> _Texte de la page_
+ + +
Laisser ses proches vivre une longue agonie, dans des douleurs atroces, ou risquer d'ouvrir la porte à la dérive du «suicide assisté»? Comment appliquer au Québec, le principe «d'assistance médicale à la mort», la formule adoptée dans des pays comme la Belgique, alors que le Code criminel est de compétence fédérale? Pendant deux ans, des députés de cinq partis à l'Assemblée nationale se sont penchés sur ces questions, délicates mais fondamentales. Leurs conclusions sont unanimes.

1- Un soin approprié»

Selon eux, le Québec devrait légiférer d'ici juin 2013 pour modifier une série de lois afin qu'on reconnaisse «l'aide médicale à mourir comme un soin approprié en fin de vie si la demande est formulée par la personne».

2- Différent du«suicide assisté»

L'aide médicale à mourir» diffère du «suicide assisté» et de «l'euthanasie». Souvent décrié, le suicide assisté nécessite l'intervention d'un proche du malade, pas nécessairement de son médecin. La Commission n'absoudrait pas Robert Latimer, par exemple: il avait mis fin à la vie de sa fillette gravement malade. Or il n'était pas son médecin et elle était mineure, incapable de demander explicitement qu'on mette fin à ses jours. L'euthanasie est explicitement proscrite par le Code criminel canadien.
+ + +
[Données de localisation de points]
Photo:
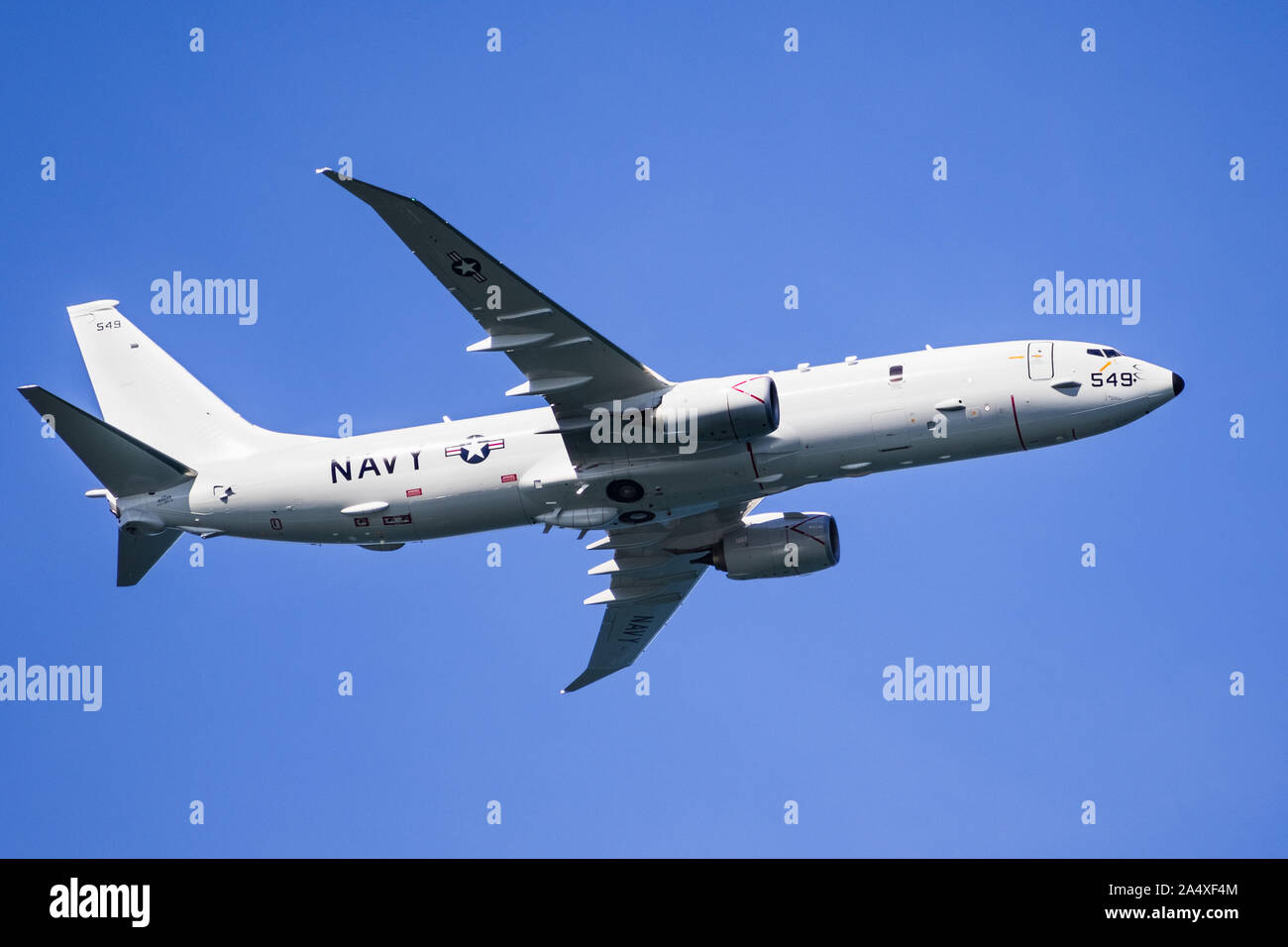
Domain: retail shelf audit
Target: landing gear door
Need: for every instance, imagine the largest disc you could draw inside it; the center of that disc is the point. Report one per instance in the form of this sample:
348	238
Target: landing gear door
1039	361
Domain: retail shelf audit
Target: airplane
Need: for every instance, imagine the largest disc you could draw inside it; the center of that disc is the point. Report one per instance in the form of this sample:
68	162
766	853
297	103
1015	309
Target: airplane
671	472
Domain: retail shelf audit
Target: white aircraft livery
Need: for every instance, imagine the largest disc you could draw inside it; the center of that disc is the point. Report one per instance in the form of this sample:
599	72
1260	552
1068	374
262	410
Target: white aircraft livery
671	472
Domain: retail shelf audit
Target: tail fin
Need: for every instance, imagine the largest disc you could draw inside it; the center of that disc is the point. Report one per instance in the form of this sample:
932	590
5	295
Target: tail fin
143	390
121	463
137	553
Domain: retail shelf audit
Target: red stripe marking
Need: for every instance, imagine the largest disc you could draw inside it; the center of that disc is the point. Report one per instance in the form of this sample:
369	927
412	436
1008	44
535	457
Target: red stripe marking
797	528
1017	416
738	388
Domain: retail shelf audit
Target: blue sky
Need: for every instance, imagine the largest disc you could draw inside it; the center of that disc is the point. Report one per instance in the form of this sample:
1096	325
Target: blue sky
768	167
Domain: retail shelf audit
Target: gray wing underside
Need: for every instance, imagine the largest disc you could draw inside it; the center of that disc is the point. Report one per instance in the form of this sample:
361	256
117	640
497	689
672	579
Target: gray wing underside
653	569
563	359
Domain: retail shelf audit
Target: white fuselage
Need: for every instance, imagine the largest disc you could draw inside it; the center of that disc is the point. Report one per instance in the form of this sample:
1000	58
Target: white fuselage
837	420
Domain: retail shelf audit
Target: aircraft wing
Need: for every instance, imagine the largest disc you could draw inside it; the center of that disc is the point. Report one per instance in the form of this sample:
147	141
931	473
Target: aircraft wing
563	359
653	569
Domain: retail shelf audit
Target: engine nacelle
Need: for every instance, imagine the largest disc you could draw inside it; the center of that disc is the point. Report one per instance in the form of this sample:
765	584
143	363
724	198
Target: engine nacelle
772	545
738	407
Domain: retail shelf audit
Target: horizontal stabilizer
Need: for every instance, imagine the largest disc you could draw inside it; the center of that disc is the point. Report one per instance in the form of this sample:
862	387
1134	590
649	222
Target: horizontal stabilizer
121	463
137	553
+ + +
> _À faire_
1 - Modifiez le texte sur l'aide médicale à mourir, en reprenant tout ce qui va de "Selon eux, le" jusqu'à "Code criminel canadien." et en remplaçant "juin 2013" par "décembre 2013".
2 - Indiquez, pour chaque affirmation, si elle concorde avec le texte sur l'aide médicale à mourir : (a) les députés qui ont étudié ces questions venaient de cinq partis ; (b) le suicide assisté exige l'intervention du médecin du malade ; (c) les conclusions des députés étaient partagées. Répondez par oui ou non et citez les mots du texte qui tranchent.
Ces enregistrements proviennent d'une autre source.

> _Réponses_
1 -
Selon eux, le Québec devrait légiférer d'ici décembre 2013 pour modifier une série de lois afin qu'on reconnaisse «l'aide médicale à mourir comme un soin approprié en fin de vie si la demande est formulée par la personne».

2- Différent du«suicide assisté»

L'aide médicale à mourir» diffère du «suicide assisté» et de «l'euthanasie». Souvent décrié, le suicide assisté nécessite l'intervention d'un proche du malade, pas nécessairement de son médecin. La Commission n'absoudrait pas Robert Latimer, par exemple: il avait mis fin à la vie de sa fillette gravement malade. Or il n'était pas son médecin et elle était mineure, incapable de demander explicitement qu'on mette fin à ses jours. L'euthanasie est explicitement proscrite par le Code criminel canadien.

2 -
(a) Oui : « des députés de cinq partis à l'Assemblée nationale ».
(b) Non : « le suicide assisté nécessite l'intervention d'un proche du malade, pas nécessairement de son médecin ».
(c) Non : « Leurs conclusions sont unanimes. »